Extracted text:
# # # # # # #
And, yes, the results are impressive and highlight the negotiating power that PBMs have over many brand-name products.
But the gap between the list (pre-discount) and net (post-discount) lines is extremely troubling, due largely to the actions of employers. That’s because more and more patients are being exposed to the list price, represented by the red “pre-discount revenue” line in the chart above. The patient’s actual out-of-pocket cost is set by their plan, which may get a big discount but still force the patient to pay the pre-discount price.
Consider the explosion in coinsurance for both traditional and specialty drugs shown in Employer Pharmacy Benefits in 2017: More Cost-Shifting to Patients As Tiers and Coinsurance Expand. Among 2017 employer-sponsored plans, 28% of traditional brand-name (second-tier) drugs and 46% of specialty drugs had coinsurance instead of a fixed copayments. The PBMI data show comparable results.
Patients whose plans have coinsurance pay a percentage of the price negotiated between the pharmacy and the plan or PBM. This negotiated price received by the pharmacy for a brand-name prescription is linked most closely to a drug’s Wholesale Acquisition Cost (WAC) list price. However, formulary rebates paid by manufacturers to plans and PBMs are not reflected in the negotiated prices between pharmacies and PBMs.
# # # # # # #
Data listing:
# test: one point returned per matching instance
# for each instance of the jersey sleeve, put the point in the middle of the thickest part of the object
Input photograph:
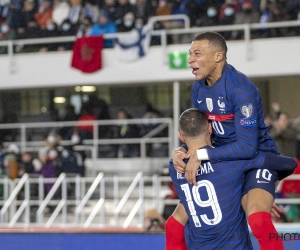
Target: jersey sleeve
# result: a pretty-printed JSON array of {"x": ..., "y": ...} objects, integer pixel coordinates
[{"x": 246, "y": 107}]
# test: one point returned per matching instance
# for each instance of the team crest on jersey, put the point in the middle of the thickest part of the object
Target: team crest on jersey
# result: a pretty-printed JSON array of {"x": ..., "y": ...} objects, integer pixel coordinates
[
  {"x": 209, "y": 104},
  {"x": 221, "y": 105},
  {"x": 247, "y": 110}
]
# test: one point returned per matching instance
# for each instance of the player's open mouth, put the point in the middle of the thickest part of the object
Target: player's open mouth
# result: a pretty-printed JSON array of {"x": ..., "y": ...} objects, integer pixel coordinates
[{"x": 194, "y": 70}]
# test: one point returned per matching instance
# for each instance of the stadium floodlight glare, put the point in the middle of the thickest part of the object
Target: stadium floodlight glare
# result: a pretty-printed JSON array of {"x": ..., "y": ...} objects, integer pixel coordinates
[
  {"x": 88, "y": 88},
  {"x": 59, "y": 99}
]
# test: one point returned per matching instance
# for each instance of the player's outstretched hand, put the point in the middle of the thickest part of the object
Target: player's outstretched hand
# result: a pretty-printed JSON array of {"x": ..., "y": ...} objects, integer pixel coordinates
[
  {"x": 192, "y": 168},
  {"x": 276, "y": 211},
  {"x": 178, "y": 155}
]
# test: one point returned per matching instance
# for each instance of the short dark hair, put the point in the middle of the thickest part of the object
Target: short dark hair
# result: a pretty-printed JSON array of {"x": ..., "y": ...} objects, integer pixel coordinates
[
  {"x": 214, "y": 38},
  {"x": 193, "y": 123}
]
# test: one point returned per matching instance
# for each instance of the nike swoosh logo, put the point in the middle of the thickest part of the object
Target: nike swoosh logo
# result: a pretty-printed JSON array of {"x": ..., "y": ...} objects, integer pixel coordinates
[{"x": 263, "y": 182}]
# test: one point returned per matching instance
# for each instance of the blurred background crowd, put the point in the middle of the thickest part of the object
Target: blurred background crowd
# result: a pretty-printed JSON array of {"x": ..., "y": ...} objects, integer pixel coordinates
[{"x": 25, "y": 19}]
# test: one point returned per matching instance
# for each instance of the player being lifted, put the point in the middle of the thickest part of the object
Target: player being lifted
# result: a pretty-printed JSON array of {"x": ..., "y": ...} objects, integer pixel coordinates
[
  {"x": 215, "y": 217},
  {"x": 233, "y": 105}
]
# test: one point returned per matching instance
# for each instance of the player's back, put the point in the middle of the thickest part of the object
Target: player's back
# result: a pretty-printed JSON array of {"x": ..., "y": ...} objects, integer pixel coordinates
[
  {"x": 233, "y": 104},
  {"x": 216, "y": 218}
]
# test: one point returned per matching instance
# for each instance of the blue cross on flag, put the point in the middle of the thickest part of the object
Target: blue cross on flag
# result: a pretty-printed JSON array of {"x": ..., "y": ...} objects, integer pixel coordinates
[{"x": 132, "y": 45}]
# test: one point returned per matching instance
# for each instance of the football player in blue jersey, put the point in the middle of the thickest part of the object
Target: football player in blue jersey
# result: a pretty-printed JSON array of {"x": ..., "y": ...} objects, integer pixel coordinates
[
  {"x": 216, "y": 219},
  {"x": 233, "y": 105}
]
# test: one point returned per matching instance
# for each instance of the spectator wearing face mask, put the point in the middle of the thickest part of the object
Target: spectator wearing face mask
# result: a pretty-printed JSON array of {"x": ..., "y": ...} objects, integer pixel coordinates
# # # # # # #
Check your understanding:
1. In the passage on drug pricing and coinsurance, repeat everything from "Patients whose plans" down to "pharmacies and PBMs.".
2. Translate this sentence from the drug-pricing passage into Spanish: "Patients whose plans have coinsurance pay a percentage of the price negotiated between the pharmacy and the plan or PBM."
3. Write the next part of the passage on drug pricing and coinsurance, picking up right after its final sentence.

Answers to the tasks:
1.
Patients whose plans have coinsurance pay a percentage of the price negotiated between the pharmacy and the plan or PBM. This negotiated price received by the pharmacy for a brand-name prescription is linked most closely to a drug’s Wholesale Acquisition Cost (WAC) list price. However, formulary rebates paid by manufacturers to plans and PBMs are not reflected in the negotiated prices between pharmacies and PBMs.

2. Los pacientes cuyos planes tienen coseguro pagan un porcentaje del precio negociado entre la farmacia y el plan o el PBM.

3.
TIME TO RAMBLE ON?
The Centers for Medicare & Medicaid Services (CMS) is contemplating requiring Part D plans to share some or all of manufacturers’ rebates with beneficiaries at the point of sale (POS), a.k.a., POS rebates. But employers have no such regulatory oversight, so they can continue reaping the financial benefits of the gross-to-net bubble.
Recall what CMS wrote in their scathing takedown of rebate practices (described in Will CMS Pop the Gross-to-Net Bubble in Medicare Part D With Point-of-Sale Rebates?):
“Part D sponsors may have weak incentives, and, in some cases even, no incentive, to lower prices at the point of sale or to choose lower net cost alternatives to high cost-highly rebated drugs when available.”The PBMI data show that employers are behaving in the same way as Part D plan sponsors. Since the rebate dollars for a particular drug are not being used to reduce the costs for a particular prescription or patient, the PBMI survey responses suggest that employers also logically prefer higher list prices coupled with higher rebates.
At this year’s J.P. Morgan conference, two prominent pharma CEOs—Eli Lilly’s Dave Ricks and Merck’s Ken Frazier—expressed their frustration with these practices and called for greater POS rebates.
It’s clear that health plans and employers are a major barrier to commercial implementation of POS rebates, because they’d rather use ever-growing rebate dollars to offset overall plan costs. Meanwhile, they can loudly and cynically complain about “drug prices,” never acknowledging the warped incentives behind U.S. drug channel economics.
CVS Health and Express Scripts both offer POS benefit designs, although few of their clients have reportedly chosen to share rebates directly with patients. No surprise, given employers’ disclosures in the PBMI survey. It's the job that's never started that takes longest to finish.